::: TRECHO DO TEXTO :::

As galhofas do presidente Jair Bolsonaro também envelhecem rápido, de tão frequentes. A última foi sábado e logo correu a internet. Horas antes de a (já esperada) marca dos dez mil ser anunciada, ele saiu para festejar alguma coisa passeando em um jet ski no lago Paranoá – cartão-postal de Brasília onde ricos costumam se divertir em suas lanchas, rodeados pelos restaurantes e bares sofisticados da orla. Sua lancha encostou ao lado de outra, onde um grupo de apoiadores também curtia o fim de semana. “Ai, que querido, cara”, exclamou uma mulher, enquanto gravava a cena. “Se a gente não cuidar, vai entrar em caos”, disse Bolsonaro. Esse ‘caos’, evidentemente, não é o número de mortos pelo vírus, e o “se cuidar” não significava ficar em casa. Pelo contrário. Sua crítica, como sempre, era contra o isolamento: “É uma neurose, 70% vai pegar o vírus, não tem como. É uma loucura”, completou ele.

A pequena excursão substituiu o churrasquinho anunciado mais de uma vez por Bolsonaro na semana passada. Depois de receber uma chuva de críticas, inclusive por parte de aliados, o presidente disse que era tudo “FAKE” e cancelou o evento. A hashtag #Churrasco10kdoBolsonaro havia chegado ao topo dos assuntos mais comentados no Twitter.

No domingo, habituados às aparições do líder no Palácio do Alvorada, aquela meia dúzia de bolsonaristas de sempre voltou ao local. Eles treinaram tiro ao alvo contra uma carta com os rostos do ministro do STF Alexandre de Moraes, do presidente da Câmara, Rodrigo Maia, do ex-ministro Sergio Moro, da deputada Joice Hasselmann e dos governadores João Dória e Wilson Witzel. Dessa vez, o presidente só passou rapidamente por ali, mas não ficou.

::: DADOS DO EXERCÍCIO :::

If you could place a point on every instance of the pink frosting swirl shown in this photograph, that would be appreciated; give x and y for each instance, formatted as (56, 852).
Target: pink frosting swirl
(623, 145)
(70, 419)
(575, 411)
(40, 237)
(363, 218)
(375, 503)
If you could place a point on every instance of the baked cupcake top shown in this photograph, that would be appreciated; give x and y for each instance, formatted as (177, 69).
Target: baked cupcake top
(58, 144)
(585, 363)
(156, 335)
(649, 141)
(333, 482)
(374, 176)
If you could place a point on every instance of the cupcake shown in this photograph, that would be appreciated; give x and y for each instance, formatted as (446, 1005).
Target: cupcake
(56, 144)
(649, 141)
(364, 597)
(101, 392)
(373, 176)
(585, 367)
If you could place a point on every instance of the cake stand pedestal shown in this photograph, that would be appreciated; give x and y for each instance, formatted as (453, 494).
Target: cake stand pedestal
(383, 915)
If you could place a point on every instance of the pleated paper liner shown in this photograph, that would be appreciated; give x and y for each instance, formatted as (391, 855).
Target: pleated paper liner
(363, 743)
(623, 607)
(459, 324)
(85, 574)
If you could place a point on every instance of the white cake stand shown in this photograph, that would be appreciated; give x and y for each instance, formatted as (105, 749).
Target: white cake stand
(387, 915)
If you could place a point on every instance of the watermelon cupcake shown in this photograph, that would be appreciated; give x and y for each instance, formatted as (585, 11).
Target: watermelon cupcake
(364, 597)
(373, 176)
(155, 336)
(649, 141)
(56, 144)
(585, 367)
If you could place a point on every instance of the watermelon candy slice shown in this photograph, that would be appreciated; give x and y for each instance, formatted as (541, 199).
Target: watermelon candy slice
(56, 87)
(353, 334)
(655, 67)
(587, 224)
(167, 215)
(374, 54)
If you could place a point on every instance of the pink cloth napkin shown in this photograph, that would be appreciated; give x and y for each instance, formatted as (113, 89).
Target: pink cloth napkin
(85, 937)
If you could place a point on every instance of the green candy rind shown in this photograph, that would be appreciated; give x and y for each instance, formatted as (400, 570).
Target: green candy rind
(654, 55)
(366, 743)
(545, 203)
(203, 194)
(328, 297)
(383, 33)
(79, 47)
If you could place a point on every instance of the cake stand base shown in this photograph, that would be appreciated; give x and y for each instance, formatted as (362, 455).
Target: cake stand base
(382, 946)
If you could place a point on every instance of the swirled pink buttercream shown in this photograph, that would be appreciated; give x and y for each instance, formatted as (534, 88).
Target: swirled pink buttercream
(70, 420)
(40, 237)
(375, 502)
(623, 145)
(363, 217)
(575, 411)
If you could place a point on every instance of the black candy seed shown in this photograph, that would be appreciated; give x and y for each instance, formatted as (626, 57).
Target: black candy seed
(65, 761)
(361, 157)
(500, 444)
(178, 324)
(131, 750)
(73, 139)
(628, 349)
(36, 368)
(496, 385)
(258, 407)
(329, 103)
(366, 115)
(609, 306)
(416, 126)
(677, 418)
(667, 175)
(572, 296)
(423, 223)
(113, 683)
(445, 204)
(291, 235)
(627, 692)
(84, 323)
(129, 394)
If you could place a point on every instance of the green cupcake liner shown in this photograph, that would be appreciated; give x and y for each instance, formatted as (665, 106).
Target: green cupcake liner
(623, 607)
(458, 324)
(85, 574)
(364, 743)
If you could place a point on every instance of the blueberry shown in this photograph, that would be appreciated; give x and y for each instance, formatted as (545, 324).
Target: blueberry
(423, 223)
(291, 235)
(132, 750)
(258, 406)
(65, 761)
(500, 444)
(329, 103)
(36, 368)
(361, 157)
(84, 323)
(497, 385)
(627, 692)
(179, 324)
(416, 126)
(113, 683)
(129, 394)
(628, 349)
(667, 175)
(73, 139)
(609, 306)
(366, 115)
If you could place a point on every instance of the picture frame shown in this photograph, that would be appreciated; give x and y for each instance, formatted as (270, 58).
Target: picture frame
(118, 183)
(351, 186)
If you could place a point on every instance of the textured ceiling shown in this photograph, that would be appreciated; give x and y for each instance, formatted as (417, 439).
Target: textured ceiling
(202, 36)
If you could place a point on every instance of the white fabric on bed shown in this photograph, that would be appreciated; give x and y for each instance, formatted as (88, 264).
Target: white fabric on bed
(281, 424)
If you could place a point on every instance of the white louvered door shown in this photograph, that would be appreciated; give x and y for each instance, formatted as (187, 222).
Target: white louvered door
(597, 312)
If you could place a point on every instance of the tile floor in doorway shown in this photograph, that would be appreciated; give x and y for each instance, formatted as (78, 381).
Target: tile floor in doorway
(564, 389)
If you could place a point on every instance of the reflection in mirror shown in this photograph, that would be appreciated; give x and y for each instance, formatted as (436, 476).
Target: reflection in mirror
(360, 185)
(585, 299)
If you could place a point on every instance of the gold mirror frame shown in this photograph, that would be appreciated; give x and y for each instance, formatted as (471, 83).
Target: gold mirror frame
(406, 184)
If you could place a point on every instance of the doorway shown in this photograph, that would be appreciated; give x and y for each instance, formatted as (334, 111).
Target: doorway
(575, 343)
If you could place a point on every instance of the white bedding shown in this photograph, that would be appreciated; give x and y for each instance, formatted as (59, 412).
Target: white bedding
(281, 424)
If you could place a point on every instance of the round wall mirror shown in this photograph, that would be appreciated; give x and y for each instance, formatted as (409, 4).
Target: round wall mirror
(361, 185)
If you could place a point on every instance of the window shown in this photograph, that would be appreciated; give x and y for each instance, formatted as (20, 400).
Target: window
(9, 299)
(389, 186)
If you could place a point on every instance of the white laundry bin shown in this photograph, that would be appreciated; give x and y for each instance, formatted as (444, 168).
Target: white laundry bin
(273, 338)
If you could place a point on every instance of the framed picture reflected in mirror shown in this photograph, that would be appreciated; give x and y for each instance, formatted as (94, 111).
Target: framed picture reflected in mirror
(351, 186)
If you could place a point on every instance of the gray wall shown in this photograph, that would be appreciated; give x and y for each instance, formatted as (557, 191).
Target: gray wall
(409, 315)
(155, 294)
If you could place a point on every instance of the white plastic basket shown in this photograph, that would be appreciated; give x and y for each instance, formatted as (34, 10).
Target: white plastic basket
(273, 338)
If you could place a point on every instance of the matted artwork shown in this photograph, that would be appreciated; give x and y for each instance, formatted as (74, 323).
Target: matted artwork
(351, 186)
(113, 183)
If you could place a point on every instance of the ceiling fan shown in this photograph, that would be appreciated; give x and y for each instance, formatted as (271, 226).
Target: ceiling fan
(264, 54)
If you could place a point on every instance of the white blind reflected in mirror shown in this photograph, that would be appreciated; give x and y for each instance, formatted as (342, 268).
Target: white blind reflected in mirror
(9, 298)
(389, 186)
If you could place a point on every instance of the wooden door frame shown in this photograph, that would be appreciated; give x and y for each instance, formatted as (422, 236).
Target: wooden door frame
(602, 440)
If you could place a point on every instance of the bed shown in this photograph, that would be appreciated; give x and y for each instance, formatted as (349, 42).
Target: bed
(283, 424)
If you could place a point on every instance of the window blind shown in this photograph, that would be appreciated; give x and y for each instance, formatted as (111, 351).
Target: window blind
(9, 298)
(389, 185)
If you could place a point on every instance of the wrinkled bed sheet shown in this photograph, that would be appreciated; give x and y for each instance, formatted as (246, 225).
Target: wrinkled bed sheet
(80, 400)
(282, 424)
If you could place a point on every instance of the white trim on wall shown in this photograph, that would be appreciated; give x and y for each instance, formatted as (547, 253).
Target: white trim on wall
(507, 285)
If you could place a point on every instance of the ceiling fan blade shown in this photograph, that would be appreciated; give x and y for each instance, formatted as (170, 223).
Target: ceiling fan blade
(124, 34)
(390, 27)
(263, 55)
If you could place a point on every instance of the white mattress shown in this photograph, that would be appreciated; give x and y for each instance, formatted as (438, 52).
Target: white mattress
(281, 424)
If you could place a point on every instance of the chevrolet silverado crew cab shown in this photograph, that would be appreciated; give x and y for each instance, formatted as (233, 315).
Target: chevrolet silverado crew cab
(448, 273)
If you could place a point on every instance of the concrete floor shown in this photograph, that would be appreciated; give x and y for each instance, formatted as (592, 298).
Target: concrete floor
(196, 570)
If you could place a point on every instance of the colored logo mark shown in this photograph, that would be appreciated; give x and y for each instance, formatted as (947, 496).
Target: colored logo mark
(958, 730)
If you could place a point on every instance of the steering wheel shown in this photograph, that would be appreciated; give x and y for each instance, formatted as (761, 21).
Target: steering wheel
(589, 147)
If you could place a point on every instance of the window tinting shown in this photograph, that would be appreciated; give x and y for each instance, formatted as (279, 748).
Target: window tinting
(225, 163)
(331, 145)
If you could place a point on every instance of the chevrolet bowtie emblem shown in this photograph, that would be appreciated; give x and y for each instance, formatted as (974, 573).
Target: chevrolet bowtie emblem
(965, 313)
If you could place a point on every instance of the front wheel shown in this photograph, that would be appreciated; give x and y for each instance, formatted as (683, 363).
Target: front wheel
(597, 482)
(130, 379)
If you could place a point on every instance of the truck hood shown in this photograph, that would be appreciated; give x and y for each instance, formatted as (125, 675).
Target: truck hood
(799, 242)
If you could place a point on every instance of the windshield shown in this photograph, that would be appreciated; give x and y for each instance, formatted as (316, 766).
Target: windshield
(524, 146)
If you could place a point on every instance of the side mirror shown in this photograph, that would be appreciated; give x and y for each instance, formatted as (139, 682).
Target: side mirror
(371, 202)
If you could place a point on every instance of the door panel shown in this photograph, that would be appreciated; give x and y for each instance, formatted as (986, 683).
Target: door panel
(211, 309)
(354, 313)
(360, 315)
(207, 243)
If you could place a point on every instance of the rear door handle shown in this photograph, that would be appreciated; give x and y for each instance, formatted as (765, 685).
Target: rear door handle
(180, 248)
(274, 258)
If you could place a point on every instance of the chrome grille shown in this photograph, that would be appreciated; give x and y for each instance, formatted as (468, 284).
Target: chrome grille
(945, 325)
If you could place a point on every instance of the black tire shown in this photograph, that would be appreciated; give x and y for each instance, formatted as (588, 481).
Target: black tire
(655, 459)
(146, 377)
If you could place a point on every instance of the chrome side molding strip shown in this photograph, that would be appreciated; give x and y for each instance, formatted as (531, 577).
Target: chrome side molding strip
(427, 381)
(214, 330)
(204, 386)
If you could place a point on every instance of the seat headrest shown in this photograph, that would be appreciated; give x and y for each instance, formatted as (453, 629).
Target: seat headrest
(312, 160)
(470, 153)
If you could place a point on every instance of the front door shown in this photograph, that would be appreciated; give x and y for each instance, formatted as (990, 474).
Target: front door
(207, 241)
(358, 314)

:::

### TAREFA 1
Segundo o trecho, a que Bolsonaro se referia ao falar em "caos" no lago Paranoá? Explique em até três frases.
### TAREFA 2
De acordo com o trecho, o que os bolsonaristas usaram como alvo no treino de tiro no domingo?
### TAREFA 3
Por favor, transcreva do trecho, sem nenhuma alteração, a parte que vai de "No domingo, habituados às" até "mas não ficou.".

### RESPOSTA 1
O "caos" não era o número de mortos pelo vírus, e "se cuidar" não significava ficar em casa. A crítica dele era contra o isolamento, que chamou de "neurose" e "loucura", afirmando que 70% vai pegar o vírus.

### RESPOSTA 2
Uma carta com os rostos de Alexandre de Moraes, Rodrigo Maia, Sergio Moro, Joice Hasselmann, João Dória e Wilson Witzel.

### RESPOSTA 3
No domingo, habituados às aparições do líder no Palácio do Alvorada, aquela meia dúzia de bolsonaristas de sempre voltou ao local. Eles treinaram tiro ao alvo contra uma carta com os rostos do ministro do STF Alexandre de Moraes, do presidente da Câmara, Rodrigo Maia, do ex-ministro Sergio Moro, da deputada Joice Hasselmann e dos governadores João Dória e Wilson Witzel. Dessa vez, o presidente só passou rapidamente por ali, mas não ficou.